** PROMPT **
Can you carry the news report on the search for missing Memphis teacher Eliza Fletcher further, picking up after its final paragraph?

** READING PASSAGE **

....

Eliza Fletcher: Police find body in search for missing Memphis teacher
Identity has not yet been established
Police searching for missing Memphis teacher and heiress Eliza Fletcher say they have found a body.
The Memphis Police Department (MPD) said on Monday that officers had found a corpse around 5:07pm local time, though it stressed that “the identity of this person and the cause of death [are] unconfirmed at this time“.
The MPD did not say whether the discovery was related to the Fletcher case, but official sources told local broadcaster WREG Channel 3 that it was made in an area that was part of the search.
Ms Fletcher, a 34-year-old mother of two who is the granddaughter of hardware billionaire Joseph Orgill III, was abducted while out jogging in Memphis at 4am last Friday.
Police said that CCTV footage showed a man running “aggressively” towards her and violently forcing her into an SUV, with witnesses finding her phone and some sandals on the ground early the next morning.
Authorities have charged convicted kidnapper Cleotha “Pookie” Abston, 38, with abducting Ms Fletcher and tampering with evidence, but said in a legal filing that he is refusing to cooperate with the investigation.
After a body was found on Monday, local media reported many officers from multiple government agencies descending on the scene, with a police helicopter circling the area.
According to Fox News, police blocked off an area with a radius of at least one mile as a crime scene, near an abandoned elementary school and less than a mile from where a witness told police they had seen Mr Abston vigorously cleaning an SUV that matched the one seen in surveillance footage.

....

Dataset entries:
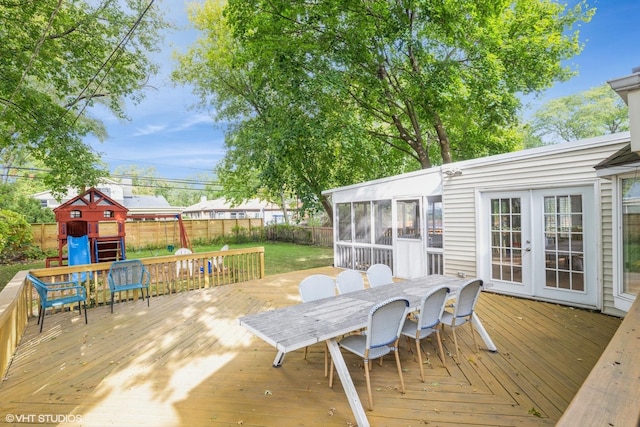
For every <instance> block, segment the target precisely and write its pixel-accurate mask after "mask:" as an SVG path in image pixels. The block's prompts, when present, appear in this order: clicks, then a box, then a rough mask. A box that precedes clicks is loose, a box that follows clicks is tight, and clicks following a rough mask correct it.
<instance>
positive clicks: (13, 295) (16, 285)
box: [0, 247, 264, 373]
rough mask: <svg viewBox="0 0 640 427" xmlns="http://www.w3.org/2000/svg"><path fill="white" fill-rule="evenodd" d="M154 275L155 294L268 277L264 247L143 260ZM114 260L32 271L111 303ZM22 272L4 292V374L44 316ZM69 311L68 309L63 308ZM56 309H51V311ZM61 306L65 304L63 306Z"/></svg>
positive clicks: (0, 364)
mask: <svg viewBox="0 0 640 427" xmlns="http://www.w3.org/2000/svg"><path fill="white" fill-rule="evenodd" d="M140 261H141V262H142V263H143V264H144V265H145V266H146V267H147V269H148V270H149V272H150V273H151V283H150V286H149V293H150V295H151V296H152V297H155V296H159V295H164V294H169V293H175V292H186V291H191V290H195V289H202V288H208V287H212V286H219V285H227V284H233V283H238V282H245V281H249V280H255V279H261V278H263V277H264V248H263V247H256V248H248V249H237V250H227V251H212V252H201V253H195V254H188V255H169V256H162V257H153V258H143V259H141V260H140ZM111 264H112V263H110V262H103V263H96V264H85V265H77V266H65V267H52V268H42V269H36V270H31V273H32V274H33V275H35V276H37V277H39V278H41V279H42V280H43V281H45V282H54V281H66V280H78V281H79V282H80V283H82V284H83V285H84V287H85V289H86V290H87V306H89V307H95V306H99V305H107V304H109V303H110V302H111V293H110V291H109V284H108V283H107V272H108V271H109V268H110V267H111ZM26 275H27V271H20V272H18V274H16V275H15V276H14V277H13V278H12V279H11V280H10V281H9V283H8V284H7V286H6V287H5V288H4V289H3V290H2V291H1V292H0V373H4V372H5V371H6V369H7V368H8V366H9V363H10V362H11V358H12V357H13V353H14V351H15V349H16V347H17V345H18V342H19V340H20V337H21V336H22V334H23V332H24V329H25V328H26V325H27V321H28V319H29V318H31V317H34V316H37V315H38V307H39V304H38V294H37V292H35V290H34V289H33V288H32V285H31V283H30V282H29V281H27V280H26ZM115 297H116V298H115V300H116V301H118V302H119V301H122V300H127V299H132V298H133V299H135V298H139V297H140V295H139V292H137V291H129V292H121V293H120V294H117V295H115ZM62 309H64V307H63V308H62ZM50 310H51V309H50ZM58 310H60V308H58Z"/></svg>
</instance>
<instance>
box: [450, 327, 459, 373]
mask: <svg viewBox="0 0 640 427" xmlns="http://www.w3.org/2000/svg"><path fill="white" fill-rule="evenodd" d="M451 334H452V335H453V345H455V346H456V363H458V364H460V348H458V338H457V337H456V328H455V324H452V325H451Z"/></svg>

....

** SOLVED PROBLEM **
Mr Abston was only 16 years old when he and another man kidnapped a prosecutor named Kemper Durand at gunpoint, forced him into his car’s trunk, and then tried to make him withdraw money from an ATM at a gas station.
Convicted of kidnapping and aggravated robbery in 2001, Mr Abston served 19 years of his 24 year sentence before being released in November 2020, aged 36.
In a victim impact statement written to oppose Mr Abston’s application to shorten his sentence in 2003, Mr Durand said his captor had charges dating back to the age of 12 including theft, aggravated assault, and rape.
An affidavit filed by the MPD on Sunday said that Mr Abston’s DNA was found on the sandals left at the abduction site, and that Mr Abston was seen wearing them in another CCTV video from some days earlier.
Law enforcement officers traced Mr Abston’s mobile phone to the place and time of the kidnapping, and found the same SUV outside his house when they arrived there on Saturday, the affidavit alleged.
WREG Channel 3 reporter Bria Jones said that Monday’s discovery was “very close” to where authorities seized a dumpster and took bags out as evidence near Mr Abston’s brother’s house.